Reading passage:
........

Saturday, January 10, 2009

[Reading]

I spent so much time this past semester preparing to apply to (and then applying to) Ph.D. programs that I had precious few hours available for "non-academic" reading. I've tried to remedy that this vacation. Here's what I've read, or have been reading, over the past three weeks:

Neal Stephenson, Anathem
John Fowles, The Collector
John Fowles, The Magus
John Fowles, The French Lieutenant's Woman
Haruki Murakami, After Dark
Haruki Murakami, After the Quake (*)
Roberto Bolano, The Savage Detectives (*)
C.S. Lewis, The Screwtape Letters (*)
George MacDonald Fraser, The Pyrates (*)
Philip Roth, The Plot Against America (*)
Herman Melville, Moby Dick (*)
Wallace Stevens, Collected Poems (*)
Jack Spicer, Collected Poems (*)

Barbara Guest, Collected Poems (*)

(*) = Still reading.

Given that I've been doing other things as well--including writing a ton of poetry (twelve poems thus far, including at least five I'm fairly happy with)--this is pretty good for me. Especially as Anathem and The Magus (two of the four books I've finished thus far) alone total well over 1,500 pages! [NB: Both are incredible, by the way]. I'm almost done with After the Quake, and a good chunk of the way into The Pyrates (which is a truly bizarre piece of work--using "piece of work" here in the slangy sense--and is almost deserving of its own post; in its relentless, OTT brand of satire it's actually exhausting to read) and Moby Dick (which I've read before, but am now re-reading in hopes of auditing Marilynne Robinson's seminar on it this coming semester).

........

Raw records:
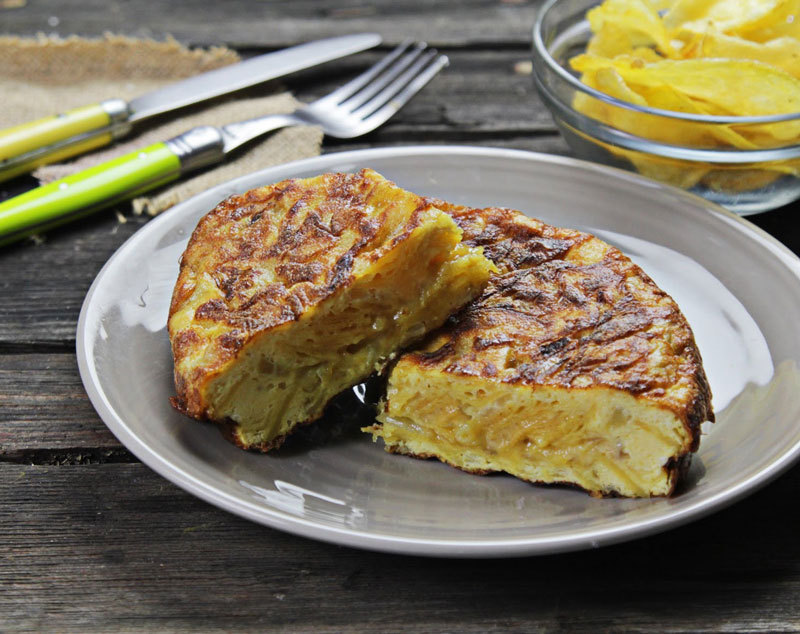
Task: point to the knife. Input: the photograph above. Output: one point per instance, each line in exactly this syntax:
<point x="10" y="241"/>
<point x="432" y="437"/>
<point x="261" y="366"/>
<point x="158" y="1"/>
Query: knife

........

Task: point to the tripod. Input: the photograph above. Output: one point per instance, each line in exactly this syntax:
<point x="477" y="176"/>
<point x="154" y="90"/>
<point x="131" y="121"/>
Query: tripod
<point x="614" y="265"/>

........

What you need to do:
- a) In the reading post, change "John Fowles" to "Fowles" and give the passage from "Neal Stephenson, Anathem" up to and including "Spicer, Collected Poems (*)" with that change made.
- b) Take the blog post about vacation reading further, continuing after its final sentence.

The results:
- a)
Neal Stephenson, Anathem
Fowles, The Collector
Fowles, The Magus
Fowles, The French Lieutenant's Woman
Haruki Murakami, After Dark
Haruki Murakami, After the Quake (*)
Roberto Bolano, The Savage Detectives (*)
C.S. Lewis, The Screwtape Letters (*)
George MacDonald Fraser, The Pyrates (*)
Philip Roth, The Plot Against America (*)
Herman Melville, Moby Dick (*)
Wallace Stevens, Collected Poems (*)
Jack Spicer, Collected Poems (*)

- b)
Generally speaking I've bought a ton of books since I've been home--too many, in fact (and this speaks well of my exuberance and not so well of my common sense) to possibly bring with me to Iowa City. Apart from the above, I've picked up (all at very reasonable, used prices):

W.S. Merwin, The Lice
Rainer Maria Rilke, Duino Elegies
Thomas Bulfinch, Bulfinch's Mythology
John Berryman, The Dream Songs
Dante, The Inferno (trans. Robert Pinksy)
Michael Palmer, Company of Moths
Heather McHugh, Dangers
Chaucer, The Canterbury Tales (*)
Poetry (June 2007) (**)
Poetry (September 2007) (***)

(*) = Lost whatever copy I once had.
(**) = Includes noted SoQ poet Charles Bernstein. Wait a minute...
(***) = Includes noted SoQ poet Rae Armantrout. Wait a minute...

Then there's one entry in the category of "should have but did not buy":

Darby Conley, The Potpourrific Great Big Grab Bag of Get Fuzzy

Important note here: Bucky Katt is one of the best comic-strip characters ever. He's part Stalin, part George Steinbrennner, part Calvin (from Calvin & Hobbes), part George Gately's Heathcliff, part Brad Pitt's character in Twelve Monkeys, and, I don't know--probably twelve other ingredients besides. He's a sick bastard and (worse!) a Yankee fan but I can't help wishing he was my cat, anyway.

{click image below to enlarge}




We could all learn a lot from BK. As he once famously said: "The fork is there to punish those who do not respect the can."

Indeed.

[...makes sense if you read Get Fuzzy...].

3 comments:

Max said...

What did you think of After Dark? It hit me kind of like a Cronenberg movie, where you're sort of puzzled at first, and then it grows on you after some thought, but you'd still be afraid to recommend it to others for fear that they'd laugh at you for the rest of your life. If that makes any sense (probably doesn't).

I think what I dug about it is that Murakami, with a novel, gave me a sensation that is normally reserved (in my experience, anyway) for film. And obviously, if we follow the language, that seems to be something he had in mind.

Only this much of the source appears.